# Work to be completed:
Count the lines in the entries below that contain the string "canopy", treating uppercase and lowercase as different. Reply with the number alone.

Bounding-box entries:

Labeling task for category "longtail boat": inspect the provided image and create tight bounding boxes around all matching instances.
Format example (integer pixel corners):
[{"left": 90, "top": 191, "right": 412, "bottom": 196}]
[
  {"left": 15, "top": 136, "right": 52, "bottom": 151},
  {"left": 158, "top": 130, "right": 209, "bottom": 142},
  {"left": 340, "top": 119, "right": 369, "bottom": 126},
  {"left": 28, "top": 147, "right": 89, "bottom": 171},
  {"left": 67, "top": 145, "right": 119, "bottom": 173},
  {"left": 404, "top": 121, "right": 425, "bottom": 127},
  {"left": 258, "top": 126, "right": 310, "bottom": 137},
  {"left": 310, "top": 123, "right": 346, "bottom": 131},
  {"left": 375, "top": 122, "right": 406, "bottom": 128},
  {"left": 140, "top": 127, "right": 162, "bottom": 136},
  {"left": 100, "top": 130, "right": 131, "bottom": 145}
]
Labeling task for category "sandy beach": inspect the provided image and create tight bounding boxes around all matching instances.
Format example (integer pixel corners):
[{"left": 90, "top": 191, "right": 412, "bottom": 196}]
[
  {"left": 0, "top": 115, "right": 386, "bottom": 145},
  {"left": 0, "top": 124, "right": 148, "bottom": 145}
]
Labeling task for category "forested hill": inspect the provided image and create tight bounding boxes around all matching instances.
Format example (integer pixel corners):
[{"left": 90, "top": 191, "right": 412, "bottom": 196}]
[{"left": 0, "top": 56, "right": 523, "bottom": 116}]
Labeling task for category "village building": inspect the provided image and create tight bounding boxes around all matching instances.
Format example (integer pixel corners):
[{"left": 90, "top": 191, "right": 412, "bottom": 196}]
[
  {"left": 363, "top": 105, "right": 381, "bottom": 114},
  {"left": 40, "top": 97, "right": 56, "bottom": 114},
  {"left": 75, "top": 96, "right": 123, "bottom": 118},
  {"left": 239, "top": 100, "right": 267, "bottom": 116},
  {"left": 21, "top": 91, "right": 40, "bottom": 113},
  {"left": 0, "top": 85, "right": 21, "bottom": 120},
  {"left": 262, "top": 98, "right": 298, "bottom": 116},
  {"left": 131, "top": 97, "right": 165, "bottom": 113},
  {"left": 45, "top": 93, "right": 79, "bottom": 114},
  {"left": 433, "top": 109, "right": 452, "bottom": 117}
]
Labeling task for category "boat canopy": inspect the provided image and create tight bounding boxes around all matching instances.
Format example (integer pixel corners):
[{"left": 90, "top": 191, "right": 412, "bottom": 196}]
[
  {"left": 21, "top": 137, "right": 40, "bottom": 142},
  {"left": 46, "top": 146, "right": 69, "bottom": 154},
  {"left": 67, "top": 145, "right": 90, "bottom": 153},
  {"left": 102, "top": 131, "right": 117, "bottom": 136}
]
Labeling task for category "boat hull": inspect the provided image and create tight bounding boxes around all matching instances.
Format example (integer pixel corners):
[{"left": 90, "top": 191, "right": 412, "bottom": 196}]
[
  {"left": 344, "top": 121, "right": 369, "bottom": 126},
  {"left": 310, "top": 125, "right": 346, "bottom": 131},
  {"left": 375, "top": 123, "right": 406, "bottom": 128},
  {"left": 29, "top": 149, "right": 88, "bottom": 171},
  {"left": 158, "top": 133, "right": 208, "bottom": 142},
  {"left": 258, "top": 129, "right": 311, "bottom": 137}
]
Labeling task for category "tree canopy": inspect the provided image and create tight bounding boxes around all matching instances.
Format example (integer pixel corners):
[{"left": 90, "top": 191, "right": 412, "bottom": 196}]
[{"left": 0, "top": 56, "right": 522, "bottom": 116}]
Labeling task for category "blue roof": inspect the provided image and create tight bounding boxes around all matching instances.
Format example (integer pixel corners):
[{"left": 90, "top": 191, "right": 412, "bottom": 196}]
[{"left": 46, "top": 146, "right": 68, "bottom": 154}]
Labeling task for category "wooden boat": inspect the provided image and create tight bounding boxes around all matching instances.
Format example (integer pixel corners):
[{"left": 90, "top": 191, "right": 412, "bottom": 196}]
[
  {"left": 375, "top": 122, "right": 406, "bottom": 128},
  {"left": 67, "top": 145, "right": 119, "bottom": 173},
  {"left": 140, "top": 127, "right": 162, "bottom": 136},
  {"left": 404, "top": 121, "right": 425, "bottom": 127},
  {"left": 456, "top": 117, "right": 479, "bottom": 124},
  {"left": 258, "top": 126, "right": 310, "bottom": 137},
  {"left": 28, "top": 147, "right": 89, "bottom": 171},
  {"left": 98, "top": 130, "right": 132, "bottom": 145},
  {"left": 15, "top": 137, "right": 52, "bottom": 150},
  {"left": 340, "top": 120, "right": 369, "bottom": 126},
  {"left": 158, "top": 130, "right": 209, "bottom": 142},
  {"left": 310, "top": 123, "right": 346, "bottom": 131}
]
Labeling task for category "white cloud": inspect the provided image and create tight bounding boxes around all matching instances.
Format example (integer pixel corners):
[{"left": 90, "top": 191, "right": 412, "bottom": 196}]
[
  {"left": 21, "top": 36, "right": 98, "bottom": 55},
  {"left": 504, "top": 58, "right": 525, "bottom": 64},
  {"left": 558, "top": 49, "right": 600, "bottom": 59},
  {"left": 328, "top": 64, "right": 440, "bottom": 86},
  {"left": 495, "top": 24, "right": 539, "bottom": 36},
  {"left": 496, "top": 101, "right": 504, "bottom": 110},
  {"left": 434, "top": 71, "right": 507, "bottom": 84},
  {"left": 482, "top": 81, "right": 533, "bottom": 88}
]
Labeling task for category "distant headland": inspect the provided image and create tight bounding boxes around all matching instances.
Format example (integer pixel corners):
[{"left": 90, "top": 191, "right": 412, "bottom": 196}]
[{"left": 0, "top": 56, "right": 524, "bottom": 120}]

# Reply:
2